INSTRUÇÃO 1: Extrai do texto sobre os jogos em casa e fora o trecho que começa em "Na Luz, Jorge" e vai até "Porto e Benfica.", incluindo este último. Copia-o sem alterar nada.
INSTRUÇÃO 2: Copia das entradas, sem mudar nada, as linhas que vão da que contém "bird's tail, one" até ao fim das entradas, incluindo ambas as pontas, e apenas essas.

Paulo Fonseca lembra que «no futebol o mais difícil é jogar em ataque organizado». Por isso, a maneira como se encaram os jogos em casa e fora «é muitas vezes diferente». Não será propriamente o caso do FC Porto, mas é seguramente verdade para a generalidade dos emblemas da Liga. «Quando se joga fora espera-se que a outra equipa assuma o jogo», diz. O convite ao ataque é muitas vezes um presente envenenado. O que o visitante quer é explorar o espaço que aparece.

Leonardo Jardim olha para o Vitória de Setúbal e vê uma equipa assim, capaz de defender perto da sua área e sair em velocidade. Daí, lembra, já ter «quatro pontos fora de casa». No fundo, lembra o treinador do Sporting, um adversário montado para jogar longe de casa. «Um pouco como o Rio Ave…», assume. «Temos de ter cuidado», conclui.

Na Luz, Jorge Jesus recebeu a pergunta e preferiu projetar o que aí vem. Para o treinador «encarnado» este campeonato será diferente do anterior, onde FC Porto e Benfica raramente perderam pontos. «Posso enganar-me, mas nesta altura acho que será distinto», sublinha. O campeão para já deixou dois pontos no Estoril, o Benfica empatou em casa com o Belenenses, sofreu para vencer o Gil Vicente e caiu na Madeira, além do empate no dérbi. De facto, menos vitórias do que era habitual.

Jesus coloca a justificação para esta alteração no valor dos adversários, mais do que na fragilidade de FC Porto e Benfica.

Por último Sérgio Conceição, treinador de um clube que anda pelos fundos da tabela nesta fase da prova. «Não tem sido fácil para as equipas que jogam em casa, e estou a lembrar-me da última jornada, em que só o F.C. Porto ganhou. As equipas hoje vêm preocupadas, e é normal, com aquilo que é o seu processo defensivo, um bloco mais baixo», confessa o treinador. Para desmontar este tipo de organização torna-se necessário ter «uma grande dinâmica, uma grande mobilidade dos jogadores», ou seja, «mudanças de velocidade», além de «agressividade ofensiva». Só assim se consegue desequilibrar o adversário. Quando se consegue.

ENTRADAS:
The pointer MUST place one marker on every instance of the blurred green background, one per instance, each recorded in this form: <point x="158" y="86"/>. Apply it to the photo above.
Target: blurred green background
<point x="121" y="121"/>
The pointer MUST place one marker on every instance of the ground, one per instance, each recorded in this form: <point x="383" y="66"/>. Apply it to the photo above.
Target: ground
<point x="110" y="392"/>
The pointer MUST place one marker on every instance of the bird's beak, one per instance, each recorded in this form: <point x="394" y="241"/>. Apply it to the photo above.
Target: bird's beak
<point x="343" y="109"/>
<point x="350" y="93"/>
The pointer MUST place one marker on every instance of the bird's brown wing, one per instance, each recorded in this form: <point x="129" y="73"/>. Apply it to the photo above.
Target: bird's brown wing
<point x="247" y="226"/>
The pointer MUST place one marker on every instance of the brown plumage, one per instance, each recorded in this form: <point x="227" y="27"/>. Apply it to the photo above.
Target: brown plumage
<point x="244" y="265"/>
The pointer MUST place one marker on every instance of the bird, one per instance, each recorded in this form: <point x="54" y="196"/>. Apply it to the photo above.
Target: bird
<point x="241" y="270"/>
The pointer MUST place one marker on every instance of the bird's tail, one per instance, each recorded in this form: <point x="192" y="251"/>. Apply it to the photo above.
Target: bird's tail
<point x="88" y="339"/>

RESPOSTA CERTA 1:
Na Luz, Jorge Jesus recebeu a pergunta e preferiu projetar o que aí vem. Para o treinador «encarnado» este campeonato será diferente do anterior, onde FC Porto e Benfica raramente perderam pontos. «Posso enganar-me, mas nesta altura acho que será distinto», sublinha. O campeão para já deixou dois pontos no Estoril, o Benfica empatou em casa com o Belenenses, sofreu para vencer o Gil Vicente e caiu na Madeira, além do empate no dérbi. De facto, menos vitórias do que era habitual.

Jesus coloca a justificação para esta alteração no valor dos adversários, mais do que na fragilidade de FC Porto e Benfica.

RESPOSTA CERTA 2:
The pointer MUST place one marker on every instance of the bird's tail, one per instance, each recorded in this form: <point x="192" y="251"/>. Apply it to the photo above.
Target: bird's tail
<point x="88" y="339"/>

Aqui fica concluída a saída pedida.